◆ Required action: Work through the data below and give the number of lines holding "glass", nothing more.

━━━ Data records ━━━

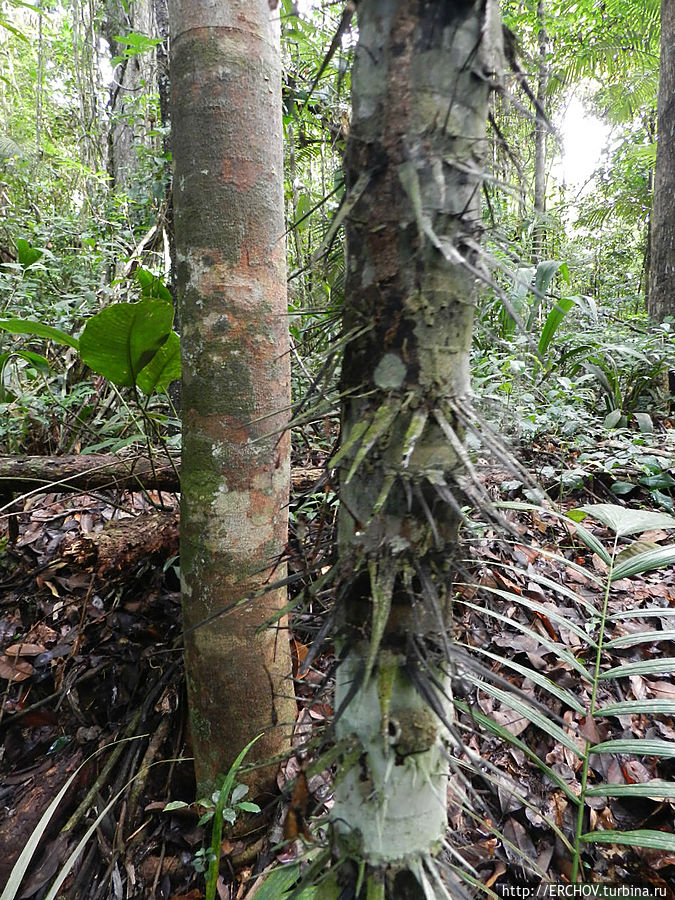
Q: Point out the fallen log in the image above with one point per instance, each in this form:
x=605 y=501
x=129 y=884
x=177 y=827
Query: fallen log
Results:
x=124 y=543
x=39 y=474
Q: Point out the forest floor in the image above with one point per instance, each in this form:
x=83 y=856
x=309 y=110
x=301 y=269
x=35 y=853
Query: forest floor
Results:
x=90 y=659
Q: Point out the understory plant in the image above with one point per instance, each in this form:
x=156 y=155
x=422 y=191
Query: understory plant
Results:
x=625 y=557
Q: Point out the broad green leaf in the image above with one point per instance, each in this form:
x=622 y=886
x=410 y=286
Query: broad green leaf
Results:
x=637 y=707
x=38 y=329
x=248 y=806
x=26 y=254
x=175 y=804
x=656 y=789
x=645 y=423
x=637 y=747
x=613 y=419
x=35 y=359
x=121 y=340
x=163 y=368
x=625 y=521
x=278 y=882
x=661 y=479
x=619 y=488
x=302 y=211
x=553 y=321
x=651 y=840
x=153 y=286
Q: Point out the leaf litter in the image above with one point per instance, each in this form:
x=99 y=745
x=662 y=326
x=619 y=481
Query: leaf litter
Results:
x=90 y=654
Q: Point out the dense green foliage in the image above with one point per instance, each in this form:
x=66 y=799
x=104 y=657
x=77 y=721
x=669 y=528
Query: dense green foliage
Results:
x=565 y=361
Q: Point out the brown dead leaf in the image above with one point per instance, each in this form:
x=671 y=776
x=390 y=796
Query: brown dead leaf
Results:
x=15 y=669
x=662 y=690
x=24 y=649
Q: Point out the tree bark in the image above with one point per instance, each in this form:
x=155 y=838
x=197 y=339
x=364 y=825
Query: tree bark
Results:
x=420 y=87
x=661 y=294
x=228 y=198
x=540 y=135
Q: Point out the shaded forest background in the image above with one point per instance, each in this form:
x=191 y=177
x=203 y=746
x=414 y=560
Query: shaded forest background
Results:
x=566 y=364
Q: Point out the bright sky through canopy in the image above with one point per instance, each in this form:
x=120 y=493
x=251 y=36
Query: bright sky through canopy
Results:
x=584 y=137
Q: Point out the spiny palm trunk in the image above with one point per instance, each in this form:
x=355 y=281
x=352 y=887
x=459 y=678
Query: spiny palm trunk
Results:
x=420 y=87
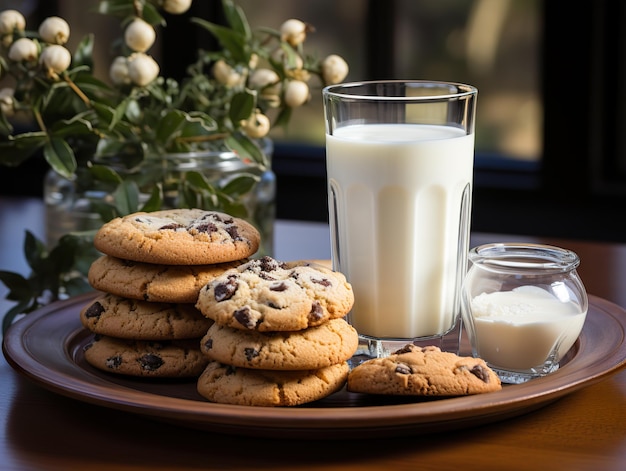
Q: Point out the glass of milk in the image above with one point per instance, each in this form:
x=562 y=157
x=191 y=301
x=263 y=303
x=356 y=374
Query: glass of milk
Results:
x=524 y=307
x=400 y=159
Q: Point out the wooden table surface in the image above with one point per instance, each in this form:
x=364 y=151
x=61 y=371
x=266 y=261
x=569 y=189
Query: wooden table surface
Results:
x=41 y=430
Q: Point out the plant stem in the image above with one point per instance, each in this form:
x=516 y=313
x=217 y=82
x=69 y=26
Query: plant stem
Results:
x=77 y=90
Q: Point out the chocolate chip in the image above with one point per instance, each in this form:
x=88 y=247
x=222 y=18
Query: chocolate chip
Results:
x=269 y=264
x=95 y=310
x=481 y=373
x=324 y=282
x=233 y=232
x=266 y=276
x=243 y=317
x=403 y=369
x=251 y=353
x=317 y=312
x=171 y=227
x=206 y=227
x=279 y=287
x=226 y=290
x=409 y=347
x=150 y=362
x=113 y=362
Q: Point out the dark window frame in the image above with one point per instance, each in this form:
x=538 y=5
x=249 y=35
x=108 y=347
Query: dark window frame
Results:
x=578 y=189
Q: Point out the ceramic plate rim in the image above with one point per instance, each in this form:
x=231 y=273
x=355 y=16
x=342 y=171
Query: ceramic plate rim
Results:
x=63 y=375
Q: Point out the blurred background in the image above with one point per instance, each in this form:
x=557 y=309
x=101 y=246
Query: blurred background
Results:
x=550 y=150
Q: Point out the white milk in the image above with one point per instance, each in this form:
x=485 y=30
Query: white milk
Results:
x=396 y=192
x=519 y=329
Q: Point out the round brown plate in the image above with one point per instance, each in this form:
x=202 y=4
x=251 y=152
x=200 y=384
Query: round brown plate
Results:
x=47 y=347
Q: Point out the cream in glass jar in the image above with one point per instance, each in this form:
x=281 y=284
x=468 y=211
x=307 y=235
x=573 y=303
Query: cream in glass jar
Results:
x=524 y=307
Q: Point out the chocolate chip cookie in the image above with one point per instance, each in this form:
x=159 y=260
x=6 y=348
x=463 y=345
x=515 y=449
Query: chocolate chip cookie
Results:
x=267 y=295
x=333 y=342
x=127 y=318
x=152 y=282
x=157 y=359
x=231 y=385
x=178 y=237
x=423 y=372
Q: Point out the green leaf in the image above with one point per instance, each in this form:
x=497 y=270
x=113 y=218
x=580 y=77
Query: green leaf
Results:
x=74 y=127
x=83 y=55
x=34 y=250
x=60 y=156
x=169 y=126
x=116 y=7
x=6 y=128
x=241 y=106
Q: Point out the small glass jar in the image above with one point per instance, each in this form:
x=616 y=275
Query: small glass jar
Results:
x=523 y=307
x=69 y=203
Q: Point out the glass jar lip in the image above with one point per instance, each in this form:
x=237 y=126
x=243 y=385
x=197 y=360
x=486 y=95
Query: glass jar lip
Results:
x=524 y=257
x=368 y=90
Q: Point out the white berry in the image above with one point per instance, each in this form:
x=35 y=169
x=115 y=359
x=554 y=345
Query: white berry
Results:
x=296 y=93
x=7 y=102
x=11 y=21
x=23 y=50
x=54 y=30
x=139 y=35
x=142 y=69
x=119 y=71
x=334 y=69
x=293 y=31
x=55 y=58
x=176 y=7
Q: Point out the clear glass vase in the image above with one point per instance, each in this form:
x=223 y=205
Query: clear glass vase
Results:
x=70 y=203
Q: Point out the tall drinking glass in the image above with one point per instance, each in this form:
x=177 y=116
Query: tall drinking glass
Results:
x=400 y=159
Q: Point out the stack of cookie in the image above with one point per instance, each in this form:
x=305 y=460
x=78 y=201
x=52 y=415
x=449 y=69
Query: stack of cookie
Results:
x=279 y=336
x=154 y=264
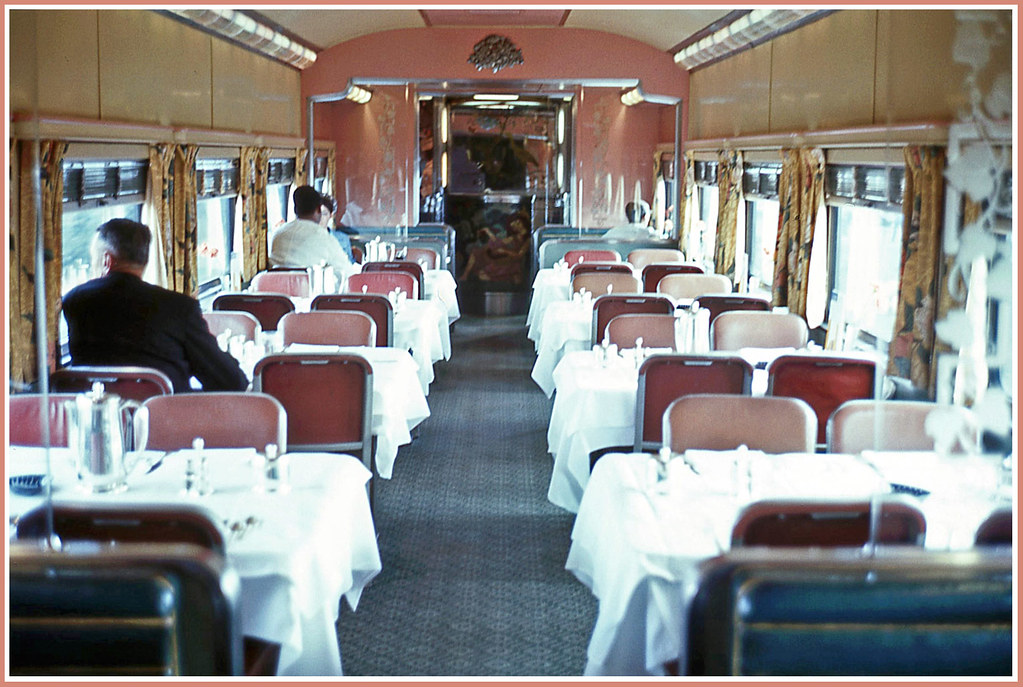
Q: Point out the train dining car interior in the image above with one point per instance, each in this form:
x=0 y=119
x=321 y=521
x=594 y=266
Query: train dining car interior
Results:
x=539 y=340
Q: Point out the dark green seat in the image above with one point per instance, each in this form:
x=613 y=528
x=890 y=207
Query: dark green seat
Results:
x=838 y=612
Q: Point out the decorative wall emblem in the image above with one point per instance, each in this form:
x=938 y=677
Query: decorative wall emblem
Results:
x=495 y=52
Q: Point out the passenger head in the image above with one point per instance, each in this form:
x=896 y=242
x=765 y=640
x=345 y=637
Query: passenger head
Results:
x=122 y=245
x=307 y=202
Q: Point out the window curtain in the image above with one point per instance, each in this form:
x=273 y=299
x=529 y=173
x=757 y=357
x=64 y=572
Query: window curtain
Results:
x=24 y=358
x=255 y=170
x=912 y=352
x=800 y=194
x=729 y=185
x=181 y=258
x=686 y=213
x=159 y=213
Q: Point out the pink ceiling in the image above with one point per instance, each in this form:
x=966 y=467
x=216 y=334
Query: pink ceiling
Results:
x=494 y=17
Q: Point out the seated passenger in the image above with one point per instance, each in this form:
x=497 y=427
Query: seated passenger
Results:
x=118 y=319
x=638 y=217
x=304 y=242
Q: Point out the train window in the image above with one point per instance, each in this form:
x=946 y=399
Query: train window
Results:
x=864 y=275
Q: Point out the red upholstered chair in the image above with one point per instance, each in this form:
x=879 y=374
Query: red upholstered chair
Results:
x=750 y=329
x=719 y=303
x=409 y=267
x=612 y=305
x=722 y=422
x=328 y=327
x=383 y=282
x=640 y=258
x=827 y=523
x=664 y=378
x=654 y=272
x=127 y=381
x=825 y=381
x=235 y=321
x=267 y=308
x=375 y=306
x=658 y=331
x=597 y=282
x=328 y=399
x=26 y=415
x=222 y=419
x=288 y=282
x=591 y=256
x=869 y=424
x=685 y=286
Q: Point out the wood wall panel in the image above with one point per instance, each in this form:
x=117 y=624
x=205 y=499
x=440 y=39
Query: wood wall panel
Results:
x=823 y=74
x=254 y=94
x=153 y=69
x=731 y=97
x=54 y=58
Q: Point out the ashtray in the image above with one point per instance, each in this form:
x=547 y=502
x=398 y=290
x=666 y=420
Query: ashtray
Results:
x=27 y=485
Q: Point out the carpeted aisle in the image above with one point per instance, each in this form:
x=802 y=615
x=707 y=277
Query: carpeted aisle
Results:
x=474 y=580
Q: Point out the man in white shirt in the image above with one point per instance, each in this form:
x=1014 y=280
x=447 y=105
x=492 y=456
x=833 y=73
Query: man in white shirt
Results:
x=638 y=217
x=304 y=242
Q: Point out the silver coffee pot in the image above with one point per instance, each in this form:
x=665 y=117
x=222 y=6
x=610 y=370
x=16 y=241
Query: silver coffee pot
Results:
x=99 y=437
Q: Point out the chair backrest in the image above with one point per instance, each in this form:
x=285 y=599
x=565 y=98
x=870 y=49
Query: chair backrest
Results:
x=654 y=272
x=612 y=305
x=576 y=256
x=828 y=523
x=382 y=281
x=722 y=422
x=328 y=398
x=288 y=282
x=750 y=329
x=996 y=530
x=684 y=286
x=409 y=267
x=597 y=282
x=429 y=256
x=658 y=331
x=374 y=305
x=664 y=378
x=640 y=258
x=137 y=609
x=869 y=424
x=903 y=611
x=137 y=383
x=328 y=327
x=235 y=321
x=125 y=523
x=587 y=268
x=719 y=303
x=25 y=418
x=267 y=308
x=825 y=381
x=222 y=419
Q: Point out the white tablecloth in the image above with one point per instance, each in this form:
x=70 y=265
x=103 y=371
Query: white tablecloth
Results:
x=637 y=547
x=399 y=403
x=307 y=549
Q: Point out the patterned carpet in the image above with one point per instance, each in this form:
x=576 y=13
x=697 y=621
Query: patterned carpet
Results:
x=474 y=580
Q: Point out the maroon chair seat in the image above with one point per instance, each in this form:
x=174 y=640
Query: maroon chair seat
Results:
x=267 y=308
x=374 y=305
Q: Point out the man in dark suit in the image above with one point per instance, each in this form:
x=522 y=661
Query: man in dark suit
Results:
x=118 y=319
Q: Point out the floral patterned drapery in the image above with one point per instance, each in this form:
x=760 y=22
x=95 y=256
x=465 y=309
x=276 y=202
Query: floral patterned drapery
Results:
x=252 y=187
x=801 y=194
x=729 y=185
x=159 y=213
x=182 y=258
x=24 y=358
x=912 y=352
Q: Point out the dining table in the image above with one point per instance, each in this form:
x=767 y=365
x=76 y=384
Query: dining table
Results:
x=641 y=533
x=298 y=552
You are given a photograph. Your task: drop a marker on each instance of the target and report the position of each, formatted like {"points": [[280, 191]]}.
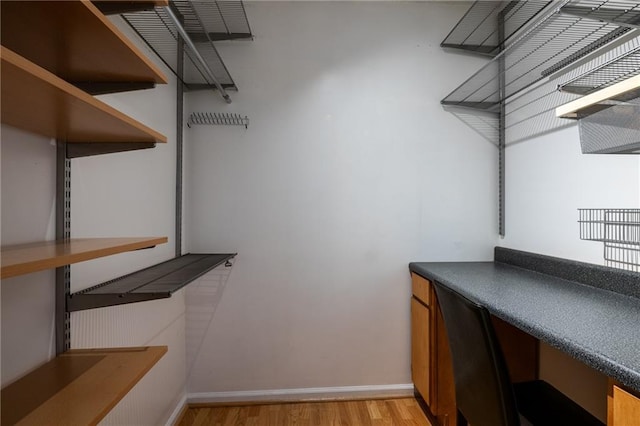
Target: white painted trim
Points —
{"points": [[304, 394], [173, 419]]}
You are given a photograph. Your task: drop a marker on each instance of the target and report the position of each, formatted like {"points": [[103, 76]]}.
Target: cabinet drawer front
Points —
{"points": [[421, 289], [625, 409]]}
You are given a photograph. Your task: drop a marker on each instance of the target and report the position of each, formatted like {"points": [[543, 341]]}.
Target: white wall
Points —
{"points": [[547, 180], [349, 170], [123, 194]]}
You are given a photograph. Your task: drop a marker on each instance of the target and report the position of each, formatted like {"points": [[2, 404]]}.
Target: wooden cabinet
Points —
{"points": [[431, 366], [420, 348], [431, 369], [623, 406]]}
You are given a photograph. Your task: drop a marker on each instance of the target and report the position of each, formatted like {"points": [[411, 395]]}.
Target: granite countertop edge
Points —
{"points": [[590, 357]]}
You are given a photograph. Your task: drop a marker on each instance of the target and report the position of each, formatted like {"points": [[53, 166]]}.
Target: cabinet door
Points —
{"points": [[624, 408], [444, 404], [420, 349]]}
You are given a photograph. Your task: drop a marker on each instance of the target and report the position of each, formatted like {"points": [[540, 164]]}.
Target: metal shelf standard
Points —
{"points": [[479, 29], [567, 31]]}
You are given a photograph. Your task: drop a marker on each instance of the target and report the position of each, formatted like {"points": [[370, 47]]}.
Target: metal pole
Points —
{"points": [[187, 40], [179, 145]]}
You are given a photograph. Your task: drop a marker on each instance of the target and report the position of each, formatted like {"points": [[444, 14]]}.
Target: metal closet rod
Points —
{"points": [[193, 48]]}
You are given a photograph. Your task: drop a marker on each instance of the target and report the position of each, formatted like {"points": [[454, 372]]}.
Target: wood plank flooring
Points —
{"points": [[404, 411]]}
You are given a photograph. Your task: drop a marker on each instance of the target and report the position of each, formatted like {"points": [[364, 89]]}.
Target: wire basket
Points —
{"points": [[619, 229], [615, 129]]}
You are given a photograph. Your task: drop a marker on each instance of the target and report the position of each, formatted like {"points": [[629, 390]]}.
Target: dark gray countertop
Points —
{"points": [[596, 326]]}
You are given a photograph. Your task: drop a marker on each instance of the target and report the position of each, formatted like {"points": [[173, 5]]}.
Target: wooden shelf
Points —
{"points": [[78, 387], [604, 98], [75, 41], [35, 100], [26, 258]]}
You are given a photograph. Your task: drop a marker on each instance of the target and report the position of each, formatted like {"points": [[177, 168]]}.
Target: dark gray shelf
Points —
{"points": [[156, 282]]}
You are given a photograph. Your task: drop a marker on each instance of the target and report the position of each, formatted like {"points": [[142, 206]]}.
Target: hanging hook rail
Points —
{"points": [[218, 118]]}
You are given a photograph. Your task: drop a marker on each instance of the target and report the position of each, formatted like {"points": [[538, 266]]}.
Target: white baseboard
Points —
{"points": [[303, 394], [173, 419]]}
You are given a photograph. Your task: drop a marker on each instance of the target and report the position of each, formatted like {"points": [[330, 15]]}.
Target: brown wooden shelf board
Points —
{"points": [[35, 100], [75, 41], [78, 387], [26, 258]]}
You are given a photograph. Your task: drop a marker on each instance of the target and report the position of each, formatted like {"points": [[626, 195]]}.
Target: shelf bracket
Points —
{"points": [[104, 88], [88, 149]]}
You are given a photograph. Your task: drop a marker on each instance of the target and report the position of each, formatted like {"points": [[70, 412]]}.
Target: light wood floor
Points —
{"points": [[403, 411]]}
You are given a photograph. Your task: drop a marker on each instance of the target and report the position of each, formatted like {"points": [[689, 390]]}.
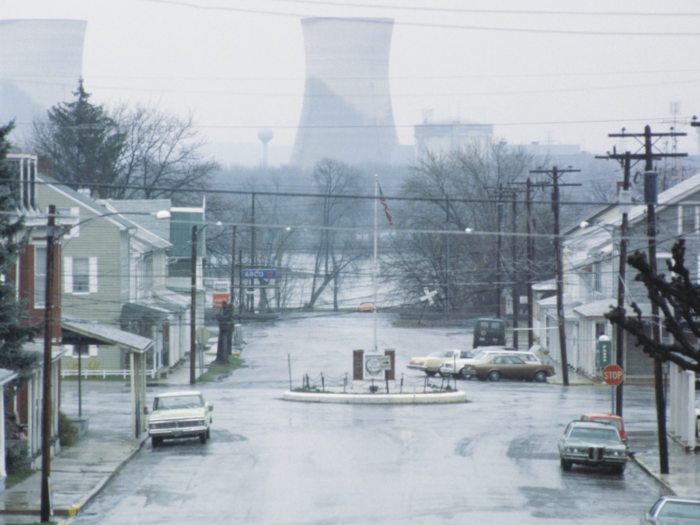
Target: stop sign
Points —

━━━

◆ Answer to the exercise: 12